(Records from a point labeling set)
★ ★ ★ ★

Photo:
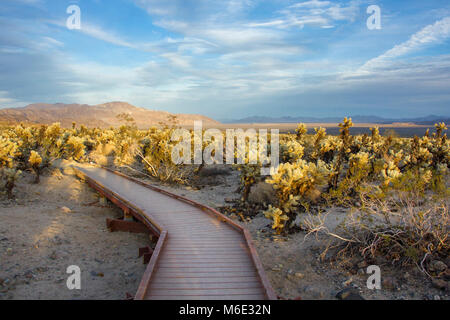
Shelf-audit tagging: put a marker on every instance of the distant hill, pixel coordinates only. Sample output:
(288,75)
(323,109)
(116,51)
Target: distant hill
(428,120)
(102,115)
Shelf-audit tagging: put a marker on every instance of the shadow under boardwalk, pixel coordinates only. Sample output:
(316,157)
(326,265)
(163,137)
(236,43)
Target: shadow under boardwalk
(203,255)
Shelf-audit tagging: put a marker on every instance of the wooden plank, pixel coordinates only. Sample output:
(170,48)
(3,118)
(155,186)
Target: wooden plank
(204,258)
(166,273)
(204,285)
(210,297)
(201,291)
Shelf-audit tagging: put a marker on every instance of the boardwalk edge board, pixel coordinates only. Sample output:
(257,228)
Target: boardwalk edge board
(161,232)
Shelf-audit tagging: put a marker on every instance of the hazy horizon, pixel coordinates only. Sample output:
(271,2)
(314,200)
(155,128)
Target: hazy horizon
(230,59)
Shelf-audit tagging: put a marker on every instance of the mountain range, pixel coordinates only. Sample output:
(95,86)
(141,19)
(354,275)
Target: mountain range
(102,115)
(428,120)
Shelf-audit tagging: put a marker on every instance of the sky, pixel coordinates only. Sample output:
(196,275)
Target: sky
(230,59)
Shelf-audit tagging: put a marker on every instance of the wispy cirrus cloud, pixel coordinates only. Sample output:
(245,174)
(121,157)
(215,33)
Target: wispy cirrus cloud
(315,13)
(432,34)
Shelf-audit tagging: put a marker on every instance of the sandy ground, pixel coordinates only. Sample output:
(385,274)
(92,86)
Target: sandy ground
(293,263)
(38,241)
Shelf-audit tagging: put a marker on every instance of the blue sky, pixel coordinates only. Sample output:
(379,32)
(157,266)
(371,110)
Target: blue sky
(230,58)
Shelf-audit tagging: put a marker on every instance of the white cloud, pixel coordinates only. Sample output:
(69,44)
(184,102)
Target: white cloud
(431,34)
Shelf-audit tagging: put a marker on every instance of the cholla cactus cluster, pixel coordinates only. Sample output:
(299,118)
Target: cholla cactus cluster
(340,170)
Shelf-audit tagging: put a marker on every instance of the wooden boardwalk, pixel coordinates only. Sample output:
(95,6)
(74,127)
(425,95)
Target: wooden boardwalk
(200,254)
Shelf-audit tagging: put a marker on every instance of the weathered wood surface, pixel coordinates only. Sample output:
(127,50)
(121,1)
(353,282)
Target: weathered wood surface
(199,256)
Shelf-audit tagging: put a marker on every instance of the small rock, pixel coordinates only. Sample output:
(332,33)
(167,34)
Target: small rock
(276,269)
(388,283)
(346,283)
(440,284)
(349,294)
(363,264)
(97,274)
(66,210)
(437,266)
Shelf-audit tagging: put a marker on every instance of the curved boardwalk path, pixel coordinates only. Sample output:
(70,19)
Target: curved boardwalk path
(200,254)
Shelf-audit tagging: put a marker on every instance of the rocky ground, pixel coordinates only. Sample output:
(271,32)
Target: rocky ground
(60,222)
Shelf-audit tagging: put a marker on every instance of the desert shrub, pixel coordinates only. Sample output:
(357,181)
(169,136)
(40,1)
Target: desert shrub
(9,177)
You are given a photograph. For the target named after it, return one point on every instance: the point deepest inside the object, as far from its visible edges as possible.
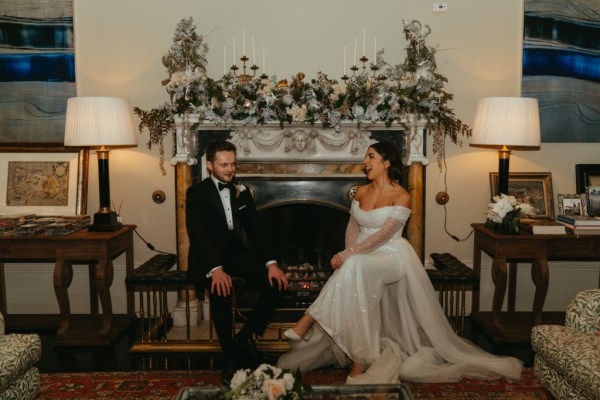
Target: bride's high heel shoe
(292, 335)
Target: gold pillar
(183, 174)
(415, 223)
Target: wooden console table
(97, 249)
(536, 249)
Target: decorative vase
(511, 223)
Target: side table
(97, 249)
(523, 247)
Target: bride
(378, 311)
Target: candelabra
(245, 77)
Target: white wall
(119, 45)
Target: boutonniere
(239, 188)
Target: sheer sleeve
(352, 231)
(390, 227)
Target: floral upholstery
(567, 360)
(19, 379)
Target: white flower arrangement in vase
(506, 212)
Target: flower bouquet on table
(504, 213)
(265, 383)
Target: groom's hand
(277, 274)
(221, 282)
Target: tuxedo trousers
(237, 261)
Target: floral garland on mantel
(414, 87)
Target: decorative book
(542, 227)
(578, 220)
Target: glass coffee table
(317, 392)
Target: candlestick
(354, 59)
(244, 40)
(375, 51)
(344, 73)
(364, 40)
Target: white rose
(274, 388)
(238, 378)
(289, 381)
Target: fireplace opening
(305, 236)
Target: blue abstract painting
(37, 70)
(561, 67)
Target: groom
(218, 213)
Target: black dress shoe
(248, 348)
(228, 370)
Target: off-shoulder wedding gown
(380, 310)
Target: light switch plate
(440, 7)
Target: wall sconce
(506, 123)
(100, 123)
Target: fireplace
(302, 179)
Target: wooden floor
(56, 357)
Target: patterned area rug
(155, 385)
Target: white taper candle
(244, 40)
(375, 51)
(364, 41)
(344, 73)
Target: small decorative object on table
(504, 214)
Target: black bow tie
(225, 185)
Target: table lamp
(100, 123)
(506, 123)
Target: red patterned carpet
(155, 385)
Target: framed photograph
(593, 198)
(44, 183)
(532, 187)
(587, 175)
(572, 204)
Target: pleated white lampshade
(99, 121)
(507, 121)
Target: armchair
(19, 379)
(567, 360)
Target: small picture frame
(572, 204)
(532, 187)
(587, 175)
(593, 201)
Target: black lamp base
(105, 222)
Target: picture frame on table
(586, 175)
(43, 180)
(532, 187)
(572, 204)
(593, 201)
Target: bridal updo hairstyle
(390, 153)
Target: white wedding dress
(380, 310)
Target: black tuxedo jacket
(209, 234)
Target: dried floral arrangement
(413, 87)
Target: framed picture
(532, 187)
(572, 204)
(593, 201)
(49, 182)
(587, 175)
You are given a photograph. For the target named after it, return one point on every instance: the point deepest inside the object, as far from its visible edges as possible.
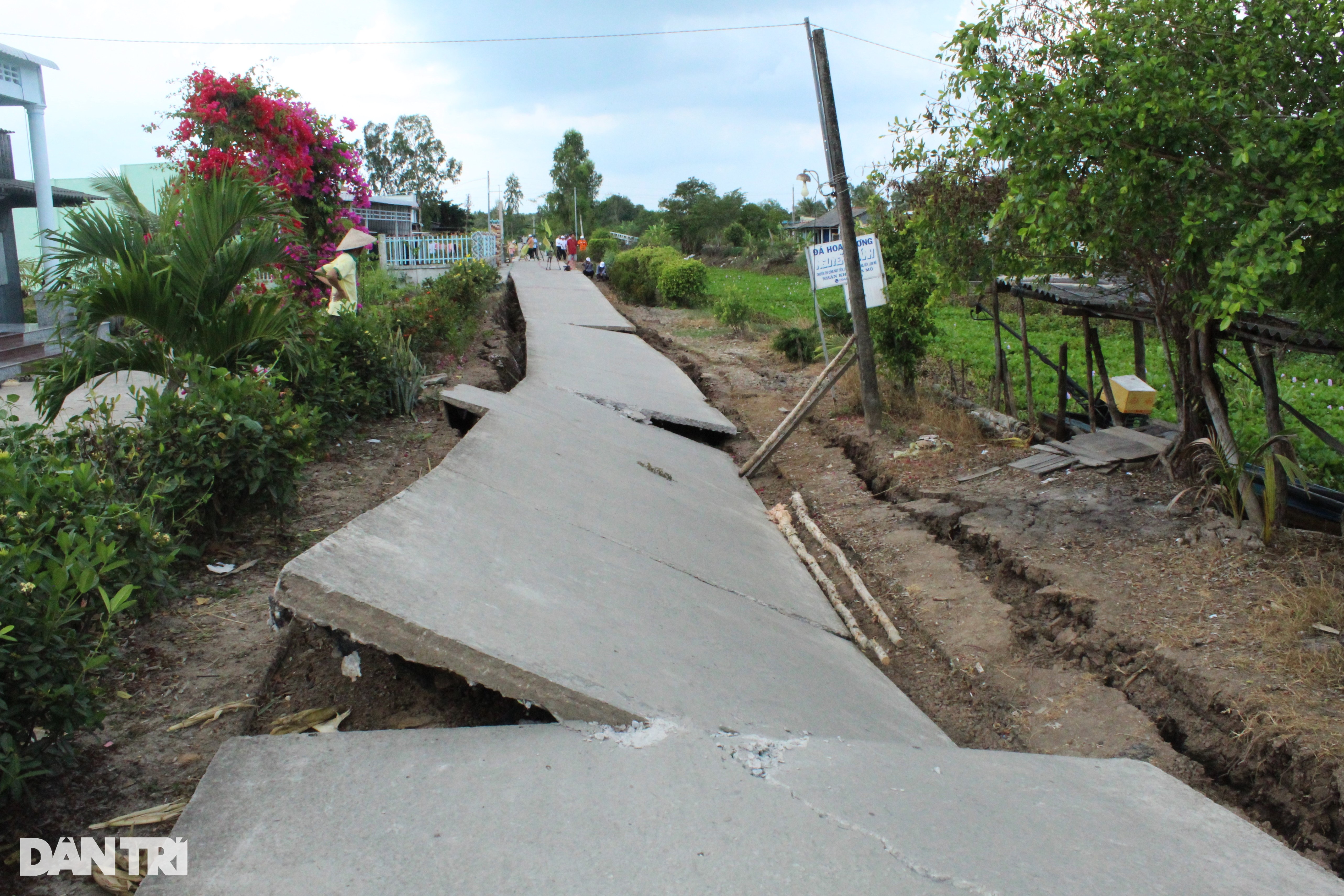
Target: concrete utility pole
(854, 273)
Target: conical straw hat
(357, 240)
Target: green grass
(1318, 393)
(776, 299)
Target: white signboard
(826, 267)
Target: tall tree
(409, 159)
(513, 195)
(576, 179)
(1191, 147)
(695, 211)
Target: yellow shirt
(343, 269)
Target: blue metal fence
(437, 250)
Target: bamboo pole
(1061, 412)
(1092, 394)
(1116, 420)
(1140, 353)
(879, 616)
(799, 412)
(1026, 363)
(780, 515)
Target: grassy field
(1308, 381)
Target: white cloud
(734, 108)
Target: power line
(906, 53)
(460, 41)
(388, 43)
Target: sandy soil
(1065, 616)
(216, 647)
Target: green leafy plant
(603, 249)
(736, 234)
(800, 346)
(338, 367)
(835, 315)
(635, 273)
(683, 283)
(406, 374)
(74, 547)
(733, 311)
(183, 281)
(229, 445)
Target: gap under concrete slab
(565, 809)
(542, 561)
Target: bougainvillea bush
(249, 123)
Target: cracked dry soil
(1057, 617)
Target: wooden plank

★ ★ ★ ★

Give back every one of the lines above word for word, leaving out the pictures.

■ Response for this exercise ■
Photo:
Shelf-audit tagging: put a marker on every instance of the distant hill, pixel coordinates only. Sample output:
(288,75)
(323,109)
(116,51)
Target: distant hill
(428,120)
(102,115)
Shelf-audit tagging: put a marker on every instance of the shadow under boardwalk, pixel coordinates only. Sample output:
(316,157)
(326,265)
(163,137)
(236,43)
Target: shadow under boardwalk
(203,255)
Shelf-audit tagging: put a marker on every instance of the wooden plank, pixel coordinates only. Sample output:
(170,48)
(3,118)
(155,186)
Target: wooden plank
(204,258)
(166,273)
(204,285)
(210,297)
(201,291)
Shelf-audit tagging: put a marker on every instance of the boardwalk edge board, pixel coordinates only. Sample output:
(257,228)
Target: boardwalk edge board
(161,232)
Shelf-audit tagging: put a marker on every instance of the hazy horizon, pixel coordinates only. Sample output:
(271,2)
(314,200)
(155,128)
Target: hazy horizon
(230,59)
Shelf-audit tagging: put a marker on every instance of the mountain range, pixel coordinates only. Sample output:
(95,86)
(141,19)
(354,275)
Target: mountain range
(102,115)
(428,120)
Shelf-audit tagging: put a marker on every instance of the sky, pixel coordinates only. Sample output:
(196,275)
Target: sky
(230,59)
Shelf-audit tagging: put a marker on every instance of the wispy cirrus cloud, pixel coordinates only. Sample output:
(245,174)
(121,157)
(215,33)
Target: wispy cirrus cloud
(315,13)
(432,34)
Shelf-audit tagging: put a marker on every instance of the sandy ground, pixel coordinates only. Sample output:
(385,274)
(92,86)
Target: sandy ground
(293,263)
(38,241)
Shelf-audit tagging: put a marker on every instance of the blue sky, pixel coordinates only. Sample output:
(379,32)
(157,266)
(371,110)
Target: blue sky
(230,58)
Shelf-audit tagging: put a marker on every instance of the white cloud, pixel coordinates only. Sample output:
(69,44)
(184,102)
Target: white cloud
(431,34)
Shelf-audit tagging: put a marker on every instance of the cholla cactus cluster, pixel coordinates only. Sample output:
(299,118)
Target: cholla cactus cluster
(340,170)
Shelf-audit tagging: put a marker on every instance of the wooden boardwalk, pixel coordinates only. Sample output:
(95,6)
(74,127)
(425,95)
Target: wooden boardwalk
(200,254)
Shelf-audit tagging: put a marker on every instance of the weathered wood surface, pixel coordinates only. Sample output:
(127,50)
(121,1)
(353,282)
Target: weathered wood surface
(199,256)
Shelf-audit tagging: put a marker on every instance of the small rock, pixel coordinates only. Sample output:
(332,33)
(167,34)
Target: small rock
(276,269)
(388,283)
(346,283)
(440,284)
(349,294)
(363,264)
(97,274)
(66,210)
(437,266)
Shelf-audit tagging: put a marker on every instance of the curved boardwalk path, pixel coordinates only. Sample output:
(70,19)
Target: curved boardwalk path
(200,254)
Shelf-audit tagging: put a marker on every instance of the rocky ground, pixel coordinates only. Sample output:
(271,32)
Target: rocky ground
(60,222)
Shelf-audit tagging: put a marker on every instance of the desert shrub, pixel coordinates only. Sample output:
(357,181)
(169,136)
(40,1)
Target: desert shrub
(9,177)
You are given a photograph. For the target named after it, return one point on every instance: the point deepest inside the object, as far from its visible edges as possible.
Target: bride's high heel shoe
(292, 335)
Target: gold pillar
(183, 174)
(415, 223)
Target: wooden console table
(97, 249)
(536, 249)
Target: decorative vase
(511, 223)
Target: side table
(97, 249)
(523, 247)
Target: bride
(378, 311)
Target: candelabra
(245, 77)
Target: white wall
(119, 45)
Target: boutonniere
(239, 188)
Target: sheer sleeve
(352, 231)
(390, 227)
Target: floral upholstery
(567, 360)
(19, 379)
Target: white flower arrangement in vase
(506, 212)
Target: flower bouquet on table
(504, 213)
(265, 383)
Target: groom's hand
(277, 274)
(221, 282)
Target: tuxedo trousers
(237, 261)
Target: floral garland on mantel
(414, 87)
Target: decorative book
(542, 227)
(578, 220)
Target: glass coffee table
(317, 392)
Target: candlestick
(354, 59)
(244, 40)
(375, 51)
(344, 73)
(364, 40)
Target: white rose
(274, 388)
(238, 378)
(289, 381)
Target: fireplace opening
(305, 236)
Target: blue abstract painting
(37, 70)
(561, 67)
Target: groom
(218, 213)
Target: black dress shoe
(248, 348)
(228, 370)
Target: off-shoulder wedding gown
(380, 310)
Target: light switch plate
(440, 7)
Target: wall sconce
(506, 123)
(100, 123)
Target: fireplace
(302, 179)
Target: wooden floor
(56, 357)
Target: patterned area rug
(155, 385)
Target: white taper candle
(244, 40)
(375, 51)
(364, 41)
(344, 73)
Target: small decorative object on table
(504, 214)
Target: black bow tie
(225, 185)
Target: table lamp
(100, 123)
(506, 123)
Target: red patterned carpet
(155, 385)
Target: framed photograph
(593, 198)
(44, 183)
(532, 187)
(587, 175)
(572, 204)
Target: pleated white lampshade
(99, 121)
(507, 121)
Target: armchair
(19, 379)
(567, 360)
Target: small picture frame
(572, 204)
(532, 187)
(587, 175)
(593, 201)
Target: black lamp base
(105, 222)
Target: picture frame on table
(586, 175)
(43, 180)
(532, 187)
(572, 204)
(593, 201)
Target: bridal updo hairstyle
(390, 153)
Target: white wedding dress
(380, 310)
Target: black tuxedo jacket
(209, 234)
Target: dried floral arrangement
(413, 87)
Target: framed picture
(532, 187)
(572, 204)
(593, 201)
(49, 182)
(587, 175)
You are given a photograph. For the target named after it, return one point on every instance: the point deepest inside the object, as far from its visible edges as possible.
Target: concrete utility pole
(854, 273)
Target: conical straw hat
(357, 240)
Target: green grass
(1318, 393)
(776, 299)
Target: white signboard
(826, 267)
Target: tall tree
(409, 159)
(513, 195)
(576, 179)
(1191, 147)
(695, 211)
Target: yellow shirt
(343, 269)
Target: blue metal fence
(437, 250)
Target: bamboo pole
(1061, 412)
(1092, 394)
(1116, 420)
(1140, 353)
(879, 616)
(799, 412)
(1026, 363)
(780, 515)
Target: grassy field
(1308, 381)
Target: white cloud
(734, 108)
Target: power line
(906, 53)
(460, 41)
(388, 43)
Target: sandy soil
(1065, 616)
(216, 647)
Target: green leafy plant
(603, 249)
(736, 234)
(800, 346)
(338, 367)
(835, 315)
(635, 273)
(683, 283)
(406, 374)
(74, 547)
(733, 311)
(183, 281)
(229, 445)
Target: gap under concrete slab
(565, 809)
(542, 561)
Target: bougainvillea bush
(249, 123)
Target: cracked dry soil
(1057, 617)
Target: wooden plank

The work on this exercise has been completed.